(Segmentation mask data)
*** Begin section ***

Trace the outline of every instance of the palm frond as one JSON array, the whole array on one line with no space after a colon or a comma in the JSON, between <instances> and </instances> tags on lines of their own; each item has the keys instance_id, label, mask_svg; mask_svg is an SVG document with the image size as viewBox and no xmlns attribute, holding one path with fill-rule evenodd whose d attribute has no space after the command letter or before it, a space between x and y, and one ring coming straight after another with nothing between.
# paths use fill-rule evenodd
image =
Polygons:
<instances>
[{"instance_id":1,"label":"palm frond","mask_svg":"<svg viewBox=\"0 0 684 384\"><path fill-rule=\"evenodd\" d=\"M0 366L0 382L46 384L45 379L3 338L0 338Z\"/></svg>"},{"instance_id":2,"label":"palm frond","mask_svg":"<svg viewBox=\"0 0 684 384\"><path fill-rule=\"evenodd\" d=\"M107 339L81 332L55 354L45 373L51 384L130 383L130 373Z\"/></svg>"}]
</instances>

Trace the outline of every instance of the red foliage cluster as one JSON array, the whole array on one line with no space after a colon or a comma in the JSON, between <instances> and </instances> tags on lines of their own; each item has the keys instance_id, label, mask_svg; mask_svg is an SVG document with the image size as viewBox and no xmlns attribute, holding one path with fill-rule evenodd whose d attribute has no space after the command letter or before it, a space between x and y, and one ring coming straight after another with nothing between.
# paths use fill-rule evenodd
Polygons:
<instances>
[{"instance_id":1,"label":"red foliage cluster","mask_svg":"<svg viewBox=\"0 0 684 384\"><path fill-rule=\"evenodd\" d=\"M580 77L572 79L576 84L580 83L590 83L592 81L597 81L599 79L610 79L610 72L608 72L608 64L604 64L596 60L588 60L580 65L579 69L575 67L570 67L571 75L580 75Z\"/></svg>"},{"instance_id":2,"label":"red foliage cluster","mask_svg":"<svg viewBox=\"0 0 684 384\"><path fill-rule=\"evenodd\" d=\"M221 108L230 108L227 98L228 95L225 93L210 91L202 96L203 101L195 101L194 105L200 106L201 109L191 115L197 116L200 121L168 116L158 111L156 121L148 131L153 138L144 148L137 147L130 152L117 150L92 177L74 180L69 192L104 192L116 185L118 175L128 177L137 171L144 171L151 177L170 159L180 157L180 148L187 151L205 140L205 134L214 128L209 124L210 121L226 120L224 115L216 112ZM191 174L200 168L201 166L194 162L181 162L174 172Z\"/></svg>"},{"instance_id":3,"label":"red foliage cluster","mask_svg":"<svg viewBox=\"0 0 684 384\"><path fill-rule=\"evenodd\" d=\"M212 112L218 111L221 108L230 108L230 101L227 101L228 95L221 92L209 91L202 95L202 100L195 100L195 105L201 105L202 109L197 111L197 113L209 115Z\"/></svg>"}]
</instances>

*** End section ***

## Work instruction
None of the records may be left out; each is to be restated exactly.

## Result
Trace the outline of every instance of the palm frond as one JSON array, the whole array on one line with no space after a colon or a comma in the JSON, between <instances> and </instances> tags on lines of their own; each item has the keys instance_id, label, mask_svg; mask_svg is an SVG document with the image size as viewBox and no xmlns attribute, holding one path with fill-rule evenodd whose d attribute has no space after the command letter or before it, a space between x and y, and one ring coming straight after another with nothing between.
# paths use fill-rule evenodd
image =
Polygons:
<instances>
[{"instance_id":1,"label":"palm frond","mask_svg":"<svg viewBox=\"0 0 684 384\"><path fill-rule=\"evenodd\" d=\"M0 366L0 382L46 384L45 379L3 338L0 338Z\"/></svg>"},{"instance_id":2,"label":"palm frond","mask_svg":"<svg viewBox=\"0 0 684 384\"><path fill-rule=\"evenodd\" d=\"M107 339L81 332L55 354L45 373L51 384L130 383L130 373Z\"/></svg>"}]
</instances>

Trace the outline of every instance of the red foliage cluster as one JSON array, the whole array on one line with no space after a colon or a comma in the JSON, between <instances> and </instances> tags on lines of their own; each item has the keys instance_id, label, mask_svg; mask_svg is an SVG document with the image size as viewBox and no xmlns attribute, holding one path with fill-rule evenodd whose d attribute has no space after the command letter or before it, a space between x and y, and one ring coming straight after another with nothing between.
# paths use fill-rule evenodd
Polygons:
<instances>
[{"instance_id":1,"label":"red foliage cluster","mask_svg":"<svg viewBox=\"0 0 684 384\"><path fill-rule=\"evenodd\" d=\"M580 77L572 79L576 84L580 83L590 83L592 81L597 81L599 79L610 79L610 72L608 72L608 64L604 64L596 60L588 60L580 65L579 69L575 67L570 67L571 75L580 75Z\"/></svg>"},{"instance_id":2,"label":"red foliage cluster","mask_svg":"<svg viewBox=\"0 0 684 384\"><path fill-rule=\"evenodd\" d=\"M221 108L230 108L227 98L228 95L225 93L210 91L202 96L203 101L195 101L194 105L200 106L201 109L191 115L197 116L200 121L168 116L158 111L156 121L148 131L153 138L144 148L137 147L130 152L117 150L92 177L74 180L69 192L104 192L116 185L118 175L128 177L137 171L144 171L151 177L170 159L180 157L180 148L187 151L205 140L205 134L214 128L209 124L210 121L226 120L224 115L216 112ZM191 174L200 168L201 166L194 162L181 162L174 172Z\"/></svg>"},{"instance_id":3,"label":"red foliage cluster","mask_svg":"<svg viewBox=\"0 0 684 384\"><path fill-rule=\"evenodd\" d=\"M212 112L218 111L221 108L230 108L230 101L227 101L228 95L221 92L209 91L202 95L202 100L195 100L195 105L201 105L202 109L197 111L197 113L209 115Z\"/></svg>"}]
</instances>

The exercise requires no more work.